**Written request 1:**
Using the cooling technology article, decide whether each statement agrees with it: (a) The Cooling Technologies Research Center was formed in 1999. (b) Toyota approached Purdue researchers around ten years ago. (c) Matthew Rau spent a summer at Toyota's Electronics Research Department in Ann Arbor. Answer yes or no for each and quote the article's deciding words.
**Written request 2:**
Write the next part of the cooling technology article, picking up after its final sentence.

* BEGIN Selected passage *

September 12, 2016

Research team developing cooling innovation is finalist in R and D 100

Garimella r and d Matthew Rau, who received a doctorate from Purdue University in mechanical engineering in 2016, has played a key role in developing a new cooling technology for hybrid and electric vehicles. A team of researchers from Purdue and the Toyota Research Institute of North America is a finalist for the 2016 R&D 100 award. (Purdue University photo) Download image

WEST LAFAYETTE, Ind. – A team of researchers from Purdue University and the Toyota Research Institute of North America developing a new cooling technology for hybrid and electric vehicles is a finalist for the 2016 R&D 100 award.

The technology has evolved from work originating in the Purdue-based National Science Foundation Cooling Technologies Research Center. The center, formed in 1999, is a consortium of corporations, government laboratories and the university working to overcome heat-generation problems in electronic systems by developing new compact cooling technologies.

"We have worked with 45 companies that have been members of the center in the area of efficient high-performance cooling and miniaturization of cooling technologies," said Suresh V. Garimella, who founded the center and is Purdue's executive vice president for research and partnerships and the Goodson Distinguished Professor of Mechanical Engineering. "I think the most satisfying outcome from the work in our center has been the fantastic undergraduate and graduate students who have had enriching experiences by working closely with our member companies."

Toyota, a member of the center, approached Purdue researchers around five years ago, seeking ways to further improve efficiency and performance of cooling electronics in hybrid-electric and electric vehicles. A doctoral student, Matthew Rau, took on the project to study "jet impingement technology" for his Ph.D. thesis.

"Matt spent a summer at Toyota's Electronics Research Department in Ann Arbor, Michigan, transferring technology from what we learned in the lab, as part of this multiyear project," Garimella said. "It was a very close collaboration, and the reason it was successful was that Toyota put a lot of effort into this research themselves, performing computer modeling and setting up experiments in a more realistic setting at Toyota than a university alone is able to do."

* END Selected passage *
* BEGIN Stored rows *

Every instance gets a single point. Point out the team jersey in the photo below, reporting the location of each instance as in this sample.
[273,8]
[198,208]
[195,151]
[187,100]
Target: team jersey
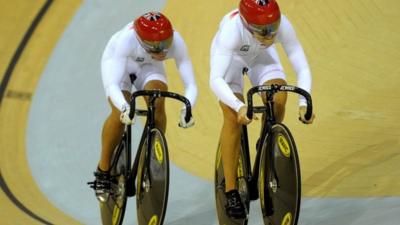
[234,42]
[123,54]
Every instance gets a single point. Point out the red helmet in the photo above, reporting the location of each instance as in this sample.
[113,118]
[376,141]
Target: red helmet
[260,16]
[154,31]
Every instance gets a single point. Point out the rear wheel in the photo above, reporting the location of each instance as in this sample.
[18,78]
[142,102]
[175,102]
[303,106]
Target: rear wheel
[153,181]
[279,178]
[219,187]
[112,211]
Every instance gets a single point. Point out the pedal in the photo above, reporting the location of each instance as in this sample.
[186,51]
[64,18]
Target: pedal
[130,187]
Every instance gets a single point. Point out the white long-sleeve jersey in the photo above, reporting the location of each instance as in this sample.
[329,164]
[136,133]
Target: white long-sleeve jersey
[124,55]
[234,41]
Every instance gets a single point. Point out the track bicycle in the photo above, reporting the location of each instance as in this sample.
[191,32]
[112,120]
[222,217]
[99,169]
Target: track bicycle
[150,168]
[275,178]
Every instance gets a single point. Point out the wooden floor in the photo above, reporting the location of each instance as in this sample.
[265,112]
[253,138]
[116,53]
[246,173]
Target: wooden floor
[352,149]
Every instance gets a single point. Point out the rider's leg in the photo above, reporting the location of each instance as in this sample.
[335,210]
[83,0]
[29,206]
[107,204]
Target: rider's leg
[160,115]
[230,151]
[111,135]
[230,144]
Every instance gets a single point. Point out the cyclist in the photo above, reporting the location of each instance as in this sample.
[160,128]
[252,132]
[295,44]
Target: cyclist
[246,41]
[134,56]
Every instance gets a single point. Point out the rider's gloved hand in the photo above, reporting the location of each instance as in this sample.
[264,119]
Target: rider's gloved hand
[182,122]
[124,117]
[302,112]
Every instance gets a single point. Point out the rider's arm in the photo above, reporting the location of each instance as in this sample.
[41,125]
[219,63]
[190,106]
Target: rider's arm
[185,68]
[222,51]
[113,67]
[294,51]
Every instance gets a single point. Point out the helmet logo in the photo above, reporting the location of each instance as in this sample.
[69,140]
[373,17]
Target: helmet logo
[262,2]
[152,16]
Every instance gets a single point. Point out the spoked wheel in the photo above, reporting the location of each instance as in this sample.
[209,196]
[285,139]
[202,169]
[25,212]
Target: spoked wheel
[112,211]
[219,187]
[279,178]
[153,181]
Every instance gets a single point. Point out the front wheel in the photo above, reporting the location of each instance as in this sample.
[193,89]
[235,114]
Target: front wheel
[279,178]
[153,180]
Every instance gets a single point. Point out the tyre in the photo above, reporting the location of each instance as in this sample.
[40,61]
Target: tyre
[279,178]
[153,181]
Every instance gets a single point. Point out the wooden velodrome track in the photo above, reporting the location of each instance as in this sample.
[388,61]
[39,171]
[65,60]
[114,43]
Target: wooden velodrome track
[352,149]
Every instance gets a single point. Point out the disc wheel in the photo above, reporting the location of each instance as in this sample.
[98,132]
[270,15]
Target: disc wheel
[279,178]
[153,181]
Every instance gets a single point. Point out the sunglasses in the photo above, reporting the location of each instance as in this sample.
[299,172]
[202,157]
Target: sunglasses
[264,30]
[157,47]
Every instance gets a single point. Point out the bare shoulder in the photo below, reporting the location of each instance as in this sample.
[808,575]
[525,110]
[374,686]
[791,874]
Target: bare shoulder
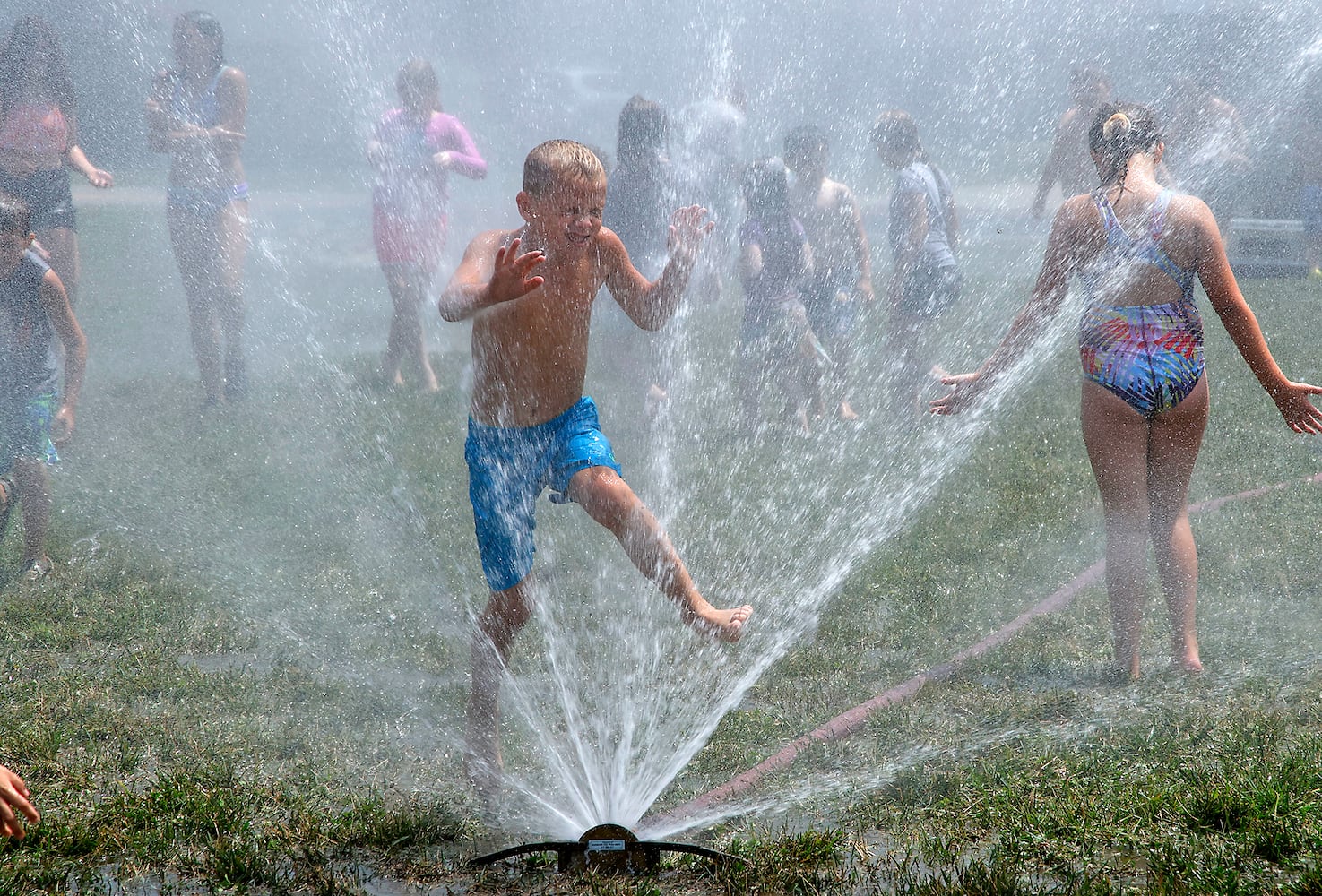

* END Stored rows *

**Exercise response 1:**
(a) Yes: "The center, formed in 1999, is a consortium of corporations, government laboratories and the university"
(b) No: "Toyota, a member of the center, approached Purdue researchers around five years ago"
(c) Yes: "Matt spent a summer at Toyota's Electronics Research Department in Ann Arbor, Michigan"

**Exercise response 2:**
Rau, who received a doctorate in mechanical engineering in 2016, is now serving a prestigious National Research Council postdoctoral fellowship at the U.S. Naval Research Laboratory in Washington, D.C.

The new cooling technology is called a "high performance two-phase cold-plate design for automotive power electronics cooling."  In cold-plate systems, a coolant flows through a metal plate that is attached to a device that needs to be cooled. Allowing the coolant liquid to boil on the surface of the plate provides greater cooling and also helps maintain a uniform temperature across the surface of the power semiconductor device. The technology under development uses "jet impingement" to enhance cooling by flowing the coolant in a perpendicular direction, producing jets that wash across a hot surface and improving heat transfer.  (A YouTube video is available at https://youtu.be/Qu2kZieqeRs)

The cooling system is about 5 centimeters by 5 centimeters, or roughly 2 inches by 2 inches. It has been found to cool power devices operating at a rate of a thousand watts per centimeter squared, or the equivalent of the heat generated by 10 100-watt light bulbs crammed into the space of a square centimeter. 

"This is a big number," Garimella said. "Today a smart phone might dissipate 5 watts, a laptop 30 watts, and most work stations not more than 100 watts. But, overall, our main contribution here was bringing our 25 years of knowledge in impinging jets and boiling on surfaces to design something very special."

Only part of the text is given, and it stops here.